BEGIN SELECTED EXCERPT

TAIT recently announced that the Private Equity business at Goldman Sachs Alternatives will acquire a majority stake in the company from affiliates of Providence Equity Partners, subject to obtaining customary regulatory approvals. Upon this announcement, PLSN reached out to Adam Davis, CEO of TAIT to discuss their place in the industry, where he sees the industry moving forward, and why clients so value TAIT.
TAIT is established as a leader in the live entertainment market. How do you see TAIT’s position in the industry today?
I think what we’ve done at TAIT, over the last 48 years, has transitioned from a company that, I would argue, put the roll in rock ‘n’ roll and was there at the beginning of it all, to one that really has become a true strategic partner across live experiences. Over the last decade plus, we’ve put a lot of energy into assembling the puzzle pieces that is TAIT today. We really set out to do a few things. Be number one anywhere we’re playing and to do the best work—not the most work—across all live experiences. We’ve built out—both organically and through acquisitions and partnerships over the years—the end-to-end capabilities to sit with our clients and really help them think through strategy and business plans. And then the ideation and storytelling that’s necessary to go deliver that business plan. Then our small army of engineers turn that into a reality that can we deploy and operate. Though we’re known for the most complicated, and, I guess you could argue, the highest production-value live concert tours in the world, we’re also doing it in a similar vein across theme parks, cruise ships, opera houses, and brand experiences.
Internally, the way we think about and operate the business today is as an army of joy makers. Many people have never heard of us, but we’re probably entertaining more audience members than any other company in the world. And that’s in the live experience market that we’re known for, the concert tours, festivals, one-offs where we’re everything from being a production partner like we are for a Taylor Swift or a Beyoncé to a full-service OEM provider, enabling from beginning to end those productions to happen. That’s a role we play on MDLBEAST Soundstorm and many other projects.

END SELECTED EXCERPT
BEGIN DATASET ENTRIES

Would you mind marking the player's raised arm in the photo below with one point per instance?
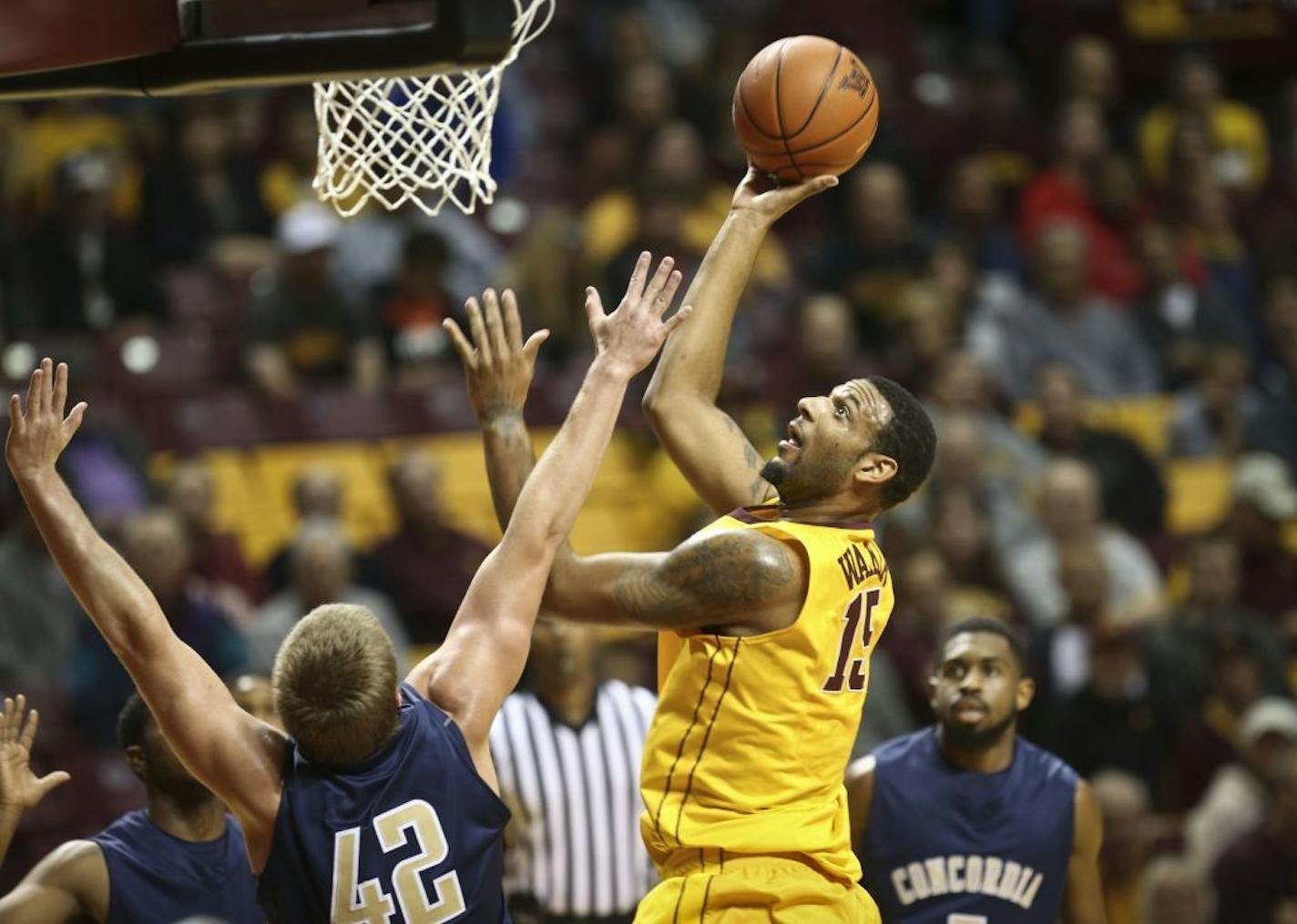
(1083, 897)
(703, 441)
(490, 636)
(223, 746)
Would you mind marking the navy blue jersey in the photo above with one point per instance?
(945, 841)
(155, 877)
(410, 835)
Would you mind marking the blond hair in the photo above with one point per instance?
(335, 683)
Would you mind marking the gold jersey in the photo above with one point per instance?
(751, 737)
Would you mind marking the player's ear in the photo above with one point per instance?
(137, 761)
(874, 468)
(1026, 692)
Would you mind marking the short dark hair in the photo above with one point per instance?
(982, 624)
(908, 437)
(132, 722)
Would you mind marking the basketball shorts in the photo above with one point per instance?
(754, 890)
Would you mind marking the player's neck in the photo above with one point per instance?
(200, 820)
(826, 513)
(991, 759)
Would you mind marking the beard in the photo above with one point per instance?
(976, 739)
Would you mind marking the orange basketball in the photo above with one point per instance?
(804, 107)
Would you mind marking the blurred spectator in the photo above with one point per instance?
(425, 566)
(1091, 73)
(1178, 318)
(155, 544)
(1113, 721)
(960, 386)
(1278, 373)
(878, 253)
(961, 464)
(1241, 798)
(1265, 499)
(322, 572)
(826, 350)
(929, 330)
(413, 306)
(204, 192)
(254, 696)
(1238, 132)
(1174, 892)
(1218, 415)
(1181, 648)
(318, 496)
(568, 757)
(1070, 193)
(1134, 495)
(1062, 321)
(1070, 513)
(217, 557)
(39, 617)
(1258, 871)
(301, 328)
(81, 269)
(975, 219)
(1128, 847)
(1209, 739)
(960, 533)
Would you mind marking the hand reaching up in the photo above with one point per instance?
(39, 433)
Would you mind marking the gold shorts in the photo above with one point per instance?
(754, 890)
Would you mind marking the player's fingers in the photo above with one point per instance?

END DATASET ENTRIES

#### WORK TO COMPLETE
1. What does the TAIT interview say about each of these?
(a) Whose Private Equity business will acquire a majority stake in TAIT?
(b) Over how many years does Adam Davis say TAIT has made its transition?
(c) What phrase describes how TAIT thinks about and operates the business internally?
2. In the TAIT interview, what is the text from "Internally, the way" down to "many other projects."? Extract that passage without changes.

#### EXPECTED RESULTS
1.
(a) Goldman Sachs Alternatives
(b) 48 years
(c) An army of joy makers

2.
Internally, the way we think about and operate the business today is as an army of joy makers. Many people have never heard of us, but we’re probably entertaining more audience members than any other company in the world. And that’s in the live experience market that we’re known for, the concert tours, festivals, one-offs where we’re everything from being a production partner like we are for a Taylor Swift or a Beyoncé to a full-service OEM provider, enabling from beginning to end those productions to happen. That’s a role we play on MDLBEAST Soundstorm and many other projects.